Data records

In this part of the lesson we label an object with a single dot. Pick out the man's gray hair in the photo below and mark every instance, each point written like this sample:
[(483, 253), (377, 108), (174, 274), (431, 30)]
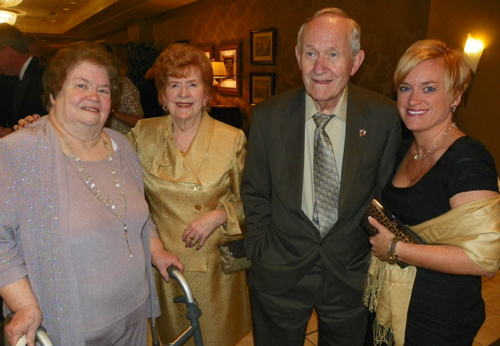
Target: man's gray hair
[(335, 12)]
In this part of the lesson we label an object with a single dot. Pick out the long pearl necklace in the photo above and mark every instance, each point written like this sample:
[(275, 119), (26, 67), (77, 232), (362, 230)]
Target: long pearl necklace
[(87, 180), (418, 157)]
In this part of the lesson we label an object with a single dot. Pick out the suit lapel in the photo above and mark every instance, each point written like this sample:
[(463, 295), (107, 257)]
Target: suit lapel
[(354, 144), (292, 130)]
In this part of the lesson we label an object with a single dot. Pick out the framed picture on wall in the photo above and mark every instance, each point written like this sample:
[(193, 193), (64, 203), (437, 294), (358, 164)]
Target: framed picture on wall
[(229, 54), (263, 46), (261, 87), (209, 51)]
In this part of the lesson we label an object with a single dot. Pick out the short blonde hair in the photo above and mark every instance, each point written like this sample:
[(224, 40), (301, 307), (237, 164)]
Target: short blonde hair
[(456, 70), (70, 57)]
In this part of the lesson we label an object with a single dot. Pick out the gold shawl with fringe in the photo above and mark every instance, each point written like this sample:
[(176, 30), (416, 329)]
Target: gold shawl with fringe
[(474, 227)]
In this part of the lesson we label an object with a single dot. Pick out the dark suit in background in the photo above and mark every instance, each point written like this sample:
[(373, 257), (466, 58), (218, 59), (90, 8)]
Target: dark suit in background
[(295, 270), (28, 94)]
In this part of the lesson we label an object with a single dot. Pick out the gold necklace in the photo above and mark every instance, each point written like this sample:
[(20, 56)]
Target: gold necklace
[(418, 157), (87, 180)]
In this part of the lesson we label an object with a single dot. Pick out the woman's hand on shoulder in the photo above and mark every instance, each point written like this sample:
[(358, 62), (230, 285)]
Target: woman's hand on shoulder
[(30, 119), (470, 196), (25, 322), (197, 233)]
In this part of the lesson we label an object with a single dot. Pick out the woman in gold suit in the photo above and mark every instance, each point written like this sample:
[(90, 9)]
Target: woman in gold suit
[(192, 171)]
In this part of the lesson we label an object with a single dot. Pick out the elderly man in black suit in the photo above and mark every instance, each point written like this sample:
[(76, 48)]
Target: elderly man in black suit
[(27, 90), (306, 186)]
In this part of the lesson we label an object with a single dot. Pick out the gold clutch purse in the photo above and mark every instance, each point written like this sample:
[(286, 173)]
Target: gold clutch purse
[(389, 221)]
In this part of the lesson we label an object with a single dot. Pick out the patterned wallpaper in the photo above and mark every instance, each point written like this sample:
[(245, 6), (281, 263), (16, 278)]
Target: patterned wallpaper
[(388, 27)]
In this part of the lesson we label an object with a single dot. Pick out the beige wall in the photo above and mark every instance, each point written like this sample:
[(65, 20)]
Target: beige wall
[(388, 28), (451, 21)]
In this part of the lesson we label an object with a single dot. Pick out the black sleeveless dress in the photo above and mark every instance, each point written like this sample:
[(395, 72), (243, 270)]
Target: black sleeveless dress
[(444, 309)]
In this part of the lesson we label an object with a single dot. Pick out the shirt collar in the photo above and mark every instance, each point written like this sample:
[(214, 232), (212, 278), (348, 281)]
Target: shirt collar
[(340, 110), (25, 66)]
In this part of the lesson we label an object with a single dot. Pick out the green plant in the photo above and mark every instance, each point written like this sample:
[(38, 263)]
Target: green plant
[(141, 56)]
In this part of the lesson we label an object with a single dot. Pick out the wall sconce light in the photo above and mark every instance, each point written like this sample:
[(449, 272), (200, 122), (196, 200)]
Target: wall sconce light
[(8, 17), (473, 50), (10, 3), (220, 72)]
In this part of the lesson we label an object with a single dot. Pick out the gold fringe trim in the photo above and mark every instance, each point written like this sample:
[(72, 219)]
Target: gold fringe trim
[(382, 335), (373, 283)]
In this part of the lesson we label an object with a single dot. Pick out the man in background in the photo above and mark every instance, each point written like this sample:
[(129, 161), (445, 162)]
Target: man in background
[(306, 186), (24, 96)]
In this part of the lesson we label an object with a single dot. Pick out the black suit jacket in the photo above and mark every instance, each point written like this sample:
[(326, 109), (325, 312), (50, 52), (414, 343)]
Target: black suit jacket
[(28, 93), (282, 242)]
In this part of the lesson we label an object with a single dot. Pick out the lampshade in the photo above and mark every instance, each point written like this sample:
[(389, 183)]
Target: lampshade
[(219, 69), (10, 3), (473, 50), (8, 17)]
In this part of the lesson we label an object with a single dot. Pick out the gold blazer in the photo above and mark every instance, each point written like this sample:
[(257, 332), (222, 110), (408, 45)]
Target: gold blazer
[(180, 188)]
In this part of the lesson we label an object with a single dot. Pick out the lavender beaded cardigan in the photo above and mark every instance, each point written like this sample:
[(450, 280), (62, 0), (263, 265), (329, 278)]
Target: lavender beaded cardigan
[(32, 213)]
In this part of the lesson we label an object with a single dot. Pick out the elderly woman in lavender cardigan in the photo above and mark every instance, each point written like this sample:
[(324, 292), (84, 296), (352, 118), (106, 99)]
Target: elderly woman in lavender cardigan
[(76, 240)]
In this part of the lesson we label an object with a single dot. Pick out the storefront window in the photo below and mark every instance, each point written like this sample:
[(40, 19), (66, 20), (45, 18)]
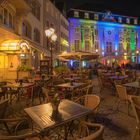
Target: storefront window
[(36, 35), (7, 18), (26, 29), (77, 45)]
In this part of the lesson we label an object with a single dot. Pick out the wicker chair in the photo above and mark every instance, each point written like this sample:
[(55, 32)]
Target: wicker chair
[(135, 102), (123, 96), (25, 136), (11, 125), (90, 101), (86, 133), (46, 95)]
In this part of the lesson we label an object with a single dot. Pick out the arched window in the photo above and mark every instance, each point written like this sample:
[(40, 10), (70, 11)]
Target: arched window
[(26, 29), (36, 35)]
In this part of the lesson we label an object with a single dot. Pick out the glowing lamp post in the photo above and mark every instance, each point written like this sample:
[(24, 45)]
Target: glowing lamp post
[(137, 56), (52, 37)]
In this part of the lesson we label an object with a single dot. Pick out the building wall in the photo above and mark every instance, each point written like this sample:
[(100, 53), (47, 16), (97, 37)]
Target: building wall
[(108, 38), (64, 40), (51, 19), (54, 18)]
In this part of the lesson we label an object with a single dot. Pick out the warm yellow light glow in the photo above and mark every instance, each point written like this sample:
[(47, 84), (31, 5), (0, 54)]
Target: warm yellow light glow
[(49, 32), (96, 50), (24, 45), (14, 45), (41, 56), (64, 42), (54, 37), (64, 53)]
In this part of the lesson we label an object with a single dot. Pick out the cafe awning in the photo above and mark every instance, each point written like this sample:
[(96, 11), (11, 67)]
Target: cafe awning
[(14, 46), (79, 55)]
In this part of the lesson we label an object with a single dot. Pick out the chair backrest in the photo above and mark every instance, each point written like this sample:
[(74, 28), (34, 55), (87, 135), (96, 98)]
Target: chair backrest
[(3, 108), (122, 93), (28, 136), (92, 101), (135, 101), (90, 89), (85, 134), (45, 93)]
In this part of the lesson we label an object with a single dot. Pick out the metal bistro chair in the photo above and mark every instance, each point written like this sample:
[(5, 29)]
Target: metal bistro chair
[(90, 101), (11, 125), (123, 96), (90, 131), (25, 136), (135, 102)]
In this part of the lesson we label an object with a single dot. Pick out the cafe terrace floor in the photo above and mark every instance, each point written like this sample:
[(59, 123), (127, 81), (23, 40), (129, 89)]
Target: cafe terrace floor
[(118, 124)]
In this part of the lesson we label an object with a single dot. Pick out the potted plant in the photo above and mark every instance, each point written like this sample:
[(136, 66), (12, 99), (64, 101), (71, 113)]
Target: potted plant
[(55, 102), (23, 71)]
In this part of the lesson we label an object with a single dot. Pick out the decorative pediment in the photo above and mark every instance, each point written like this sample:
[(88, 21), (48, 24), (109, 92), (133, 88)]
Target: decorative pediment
[(108, 17)]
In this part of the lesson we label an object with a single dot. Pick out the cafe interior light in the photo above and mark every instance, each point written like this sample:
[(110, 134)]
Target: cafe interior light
[(54, 37), (49, 32)]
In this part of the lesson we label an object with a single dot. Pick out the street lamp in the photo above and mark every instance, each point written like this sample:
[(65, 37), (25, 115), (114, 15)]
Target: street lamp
[(137, 55), (52, 37)]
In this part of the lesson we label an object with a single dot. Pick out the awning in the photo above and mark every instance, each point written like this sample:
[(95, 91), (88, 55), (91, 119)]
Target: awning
[(79, 55), (20, 46), (14, 46)]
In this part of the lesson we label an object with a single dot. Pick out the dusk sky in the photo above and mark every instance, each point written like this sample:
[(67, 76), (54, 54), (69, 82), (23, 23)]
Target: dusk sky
[(125, 7)]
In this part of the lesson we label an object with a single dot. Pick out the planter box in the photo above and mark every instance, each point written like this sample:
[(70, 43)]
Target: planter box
[(22, 74)]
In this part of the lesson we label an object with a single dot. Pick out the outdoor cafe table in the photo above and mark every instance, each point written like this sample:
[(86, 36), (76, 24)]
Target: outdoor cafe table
[(120, 77), (46, 118), (70, 86), (21, 88), (132, 84), (72, 79), (135, 85)]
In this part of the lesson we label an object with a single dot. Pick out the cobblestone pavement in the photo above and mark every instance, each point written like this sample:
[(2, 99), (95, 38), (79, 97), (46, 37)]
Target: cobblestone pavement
[(118, 124)]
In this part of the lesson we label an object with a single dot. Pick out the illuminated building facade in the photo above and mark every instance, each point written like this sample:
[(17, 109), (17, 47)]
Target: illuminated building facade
[(114, 37), (22, 34)]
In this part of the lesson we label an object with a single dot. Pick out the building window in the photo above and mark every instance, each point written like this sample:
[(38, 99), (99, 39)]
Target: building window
[(47, 23), (128, 20), (35, 6), (76, 14), (87, 45), (26, 29), (36, 35), (96, 16), (120, 47), (7, 18), (86, 15), (119, 19), (108, 47), (135, 21), (77, 45), (96, 32), (86, 30), (96, 45), (77, 30)]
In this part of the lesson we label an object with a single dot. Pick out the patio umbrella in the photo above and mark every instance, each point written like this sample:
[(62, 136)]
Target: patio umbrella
[(79, 56)]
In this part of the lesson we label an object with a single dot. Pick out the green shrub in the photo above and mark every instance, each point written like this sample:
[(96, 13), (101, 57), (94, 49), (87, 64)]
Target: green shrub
[(24, 68)]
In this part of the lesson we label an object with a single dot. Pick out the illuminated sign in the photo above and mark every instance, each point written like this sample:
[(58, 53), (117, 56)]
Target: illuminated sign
[(14, 45)]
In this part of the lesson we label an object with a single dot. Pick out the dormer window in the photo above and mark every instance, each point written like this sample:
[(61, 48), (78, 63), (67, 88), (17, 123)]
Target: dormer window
[(127, 20), (96, 16), (76, 14), (120, 20), (86, 15), (135, 21)]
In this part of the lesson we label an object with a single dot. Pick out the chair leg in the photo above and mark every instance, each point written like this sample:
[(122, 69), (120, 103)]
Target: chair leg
[(136, 135)]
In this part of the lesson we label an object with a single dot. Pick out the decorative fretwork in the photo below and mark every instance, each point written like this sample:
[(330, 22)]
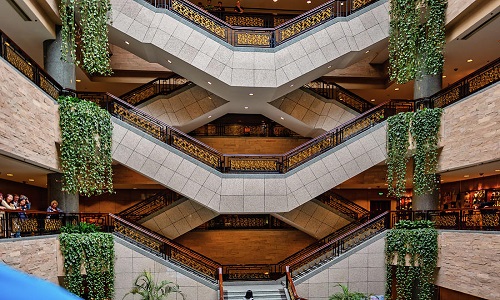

→ Problem to solve: Transcribe the records from their first line through the line containing "[(335, 12)]", including both ends. Leave out any pictures.

→ Response below:
In this part of the lesson we label an object with a single dot. Pick out the man's gray hair in the photo below and mark every instance, each point written like this sample:
[(483, 253), (377, 108), (174, 274), (431, 30)]
Target: man's gray hair
[(335, 12)]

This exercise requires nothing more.